**TASK REQUIREMENTS**. Rewrite the listing from the line that has "Indicate the bed" through the line that has "Indicate the green", both included, keeping every line and shifting each answer coordinate by -115.

[START OF EXERCISE MATERIAL]

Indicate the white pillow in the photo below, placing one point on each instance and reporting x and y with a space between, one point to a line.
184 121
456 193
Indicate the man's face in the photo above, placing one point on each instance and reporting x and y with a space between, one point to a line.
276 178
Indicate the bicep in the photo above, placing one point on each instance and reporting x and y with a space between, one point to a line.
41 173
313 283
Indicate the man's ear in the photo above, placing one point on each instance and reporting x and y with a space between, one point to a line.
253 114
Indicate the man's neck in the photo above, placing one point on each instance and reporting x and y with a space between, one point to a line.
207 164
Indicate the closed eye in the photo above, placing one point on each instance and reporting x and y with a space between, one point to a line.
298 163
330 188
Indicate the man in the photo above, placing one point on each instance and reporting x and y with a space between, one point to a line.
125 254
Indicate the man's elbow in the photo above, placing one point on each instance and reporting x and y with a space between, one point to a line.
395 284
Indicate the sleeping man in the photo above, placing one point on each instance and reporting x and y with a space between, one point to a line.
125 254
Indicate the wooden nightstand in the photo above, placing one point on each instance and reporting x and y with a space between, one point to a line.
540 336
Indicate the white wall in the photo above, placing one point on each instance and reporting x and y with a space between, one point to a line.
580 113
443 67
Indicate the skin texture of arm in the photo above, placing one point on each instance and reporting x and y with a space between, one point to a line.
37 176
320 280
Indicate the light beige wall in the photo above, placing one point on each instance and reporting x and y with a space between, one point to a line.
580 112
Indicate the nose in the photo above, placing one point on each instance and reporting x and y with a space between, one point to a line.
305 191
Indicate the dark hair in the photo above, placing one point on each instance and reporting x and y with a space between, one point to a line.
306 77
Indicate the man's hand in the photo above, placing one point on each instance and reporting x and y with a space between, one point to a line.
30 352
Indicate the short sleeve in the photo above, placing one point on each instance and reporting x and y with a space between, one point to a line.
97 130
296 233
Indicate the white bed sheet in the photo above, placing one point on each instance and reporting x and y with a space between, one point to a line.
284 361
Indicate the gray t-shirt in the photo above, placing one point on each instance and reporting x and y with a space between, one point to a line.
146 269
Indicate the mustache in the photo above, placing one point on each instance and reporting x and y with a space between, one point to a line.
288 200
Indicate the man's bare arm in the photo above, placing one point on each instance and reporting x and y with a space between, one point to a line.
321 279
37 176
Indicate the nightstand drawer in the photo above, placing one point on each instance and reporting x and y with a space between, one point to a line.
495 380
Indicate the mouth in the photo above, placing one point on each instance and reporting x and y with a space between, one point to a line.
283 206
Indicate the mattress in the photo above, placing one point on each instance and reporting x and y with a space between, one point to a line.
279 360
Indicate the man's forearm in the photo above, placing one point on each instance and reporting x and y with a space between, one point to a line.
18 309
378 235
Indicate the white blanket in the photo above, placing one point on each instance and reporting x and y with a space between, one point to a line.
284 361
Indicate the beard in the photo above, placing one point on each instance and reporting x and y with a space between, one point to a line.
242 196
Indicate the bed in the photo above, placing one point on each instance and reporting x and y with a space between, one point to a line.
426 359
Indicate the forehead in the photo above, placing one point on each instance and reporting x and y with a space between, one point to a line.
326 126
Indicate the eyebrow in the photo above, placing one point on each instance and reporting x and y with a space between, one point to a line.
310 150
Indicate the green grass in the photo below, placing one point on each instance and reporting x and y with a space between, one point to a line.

[END OF EXERCISE MATERIAL]
[START OF EXERCISE MATERIAL]

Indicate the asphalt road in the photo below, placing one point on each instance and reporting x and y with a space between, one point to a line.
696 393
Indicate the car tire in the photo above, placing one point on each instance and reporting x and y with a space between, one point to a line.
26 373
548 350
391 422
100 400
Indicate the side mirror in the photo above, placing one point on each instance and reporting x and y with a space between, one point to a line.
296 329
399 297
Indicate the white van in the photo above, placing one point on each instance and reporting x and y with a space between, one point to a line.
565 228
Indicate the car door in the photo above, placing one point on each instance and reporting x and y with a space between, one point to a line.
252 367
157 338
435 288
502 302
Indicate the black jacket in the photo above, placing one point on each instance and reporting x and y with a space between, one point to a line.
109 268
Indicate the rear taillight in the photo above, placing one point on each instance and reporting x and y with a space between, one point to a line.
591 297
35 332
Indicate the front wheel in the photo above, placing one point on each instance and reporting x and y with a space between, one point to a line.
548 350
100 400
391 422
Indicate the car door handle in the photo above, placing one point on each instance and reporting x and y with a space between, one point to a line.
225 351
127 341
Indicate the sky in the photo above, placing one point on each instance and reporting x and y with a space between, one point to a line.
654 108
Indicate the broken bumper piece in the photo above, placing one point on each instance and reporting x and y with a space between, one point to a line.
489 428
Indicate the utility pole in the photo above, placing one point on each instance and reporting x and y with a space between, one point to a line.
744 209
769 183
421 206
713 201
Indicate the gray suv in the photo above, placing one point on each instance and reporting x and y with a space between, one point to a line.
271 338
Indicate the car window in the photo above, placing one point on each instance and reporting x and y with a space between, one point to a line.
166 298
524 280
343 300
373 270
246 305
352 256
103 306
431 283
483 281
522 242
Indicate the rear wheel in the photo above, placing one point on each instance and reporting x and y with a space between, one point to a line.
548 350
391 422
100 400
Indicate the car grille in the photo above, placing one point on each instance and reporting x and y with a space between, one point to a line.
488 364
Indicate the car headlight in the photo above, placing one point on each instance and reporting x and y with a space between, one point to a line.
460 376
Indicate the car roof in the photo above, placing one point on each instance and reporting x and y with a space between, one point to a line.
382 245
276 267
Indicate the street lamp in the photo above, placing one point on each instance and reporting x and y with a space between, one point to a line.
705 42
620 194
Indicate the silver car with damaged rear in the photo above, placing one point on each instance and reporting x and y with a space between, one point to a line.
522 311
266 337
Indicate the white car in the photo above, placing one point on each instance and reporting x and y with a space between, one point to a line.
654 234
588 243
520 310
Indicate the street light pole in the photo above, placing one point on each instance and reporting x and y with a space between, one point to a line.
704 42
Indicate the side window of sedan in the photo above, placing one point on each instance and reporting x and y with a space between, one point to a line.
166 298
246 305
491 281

[END OF EXERCISE MATERIAL]

**IN RESPONSE**.
Indicate the bed in the photo above, placing one point on each instance and reporting x and y with a space between, one point to a line.
311 244
Indicate the forehead in the photo above, placing one point on each instance and reporting x and y with a space between, one point to a line.
211 11
Indicate the eyebrow in the photo above, placing one point on each instance and reporting x and y with a space between, one point to a line.
195 35
Indicate the green grass in the photo below, placing one point on each instance and reporting x and y with a space between, one point to a line.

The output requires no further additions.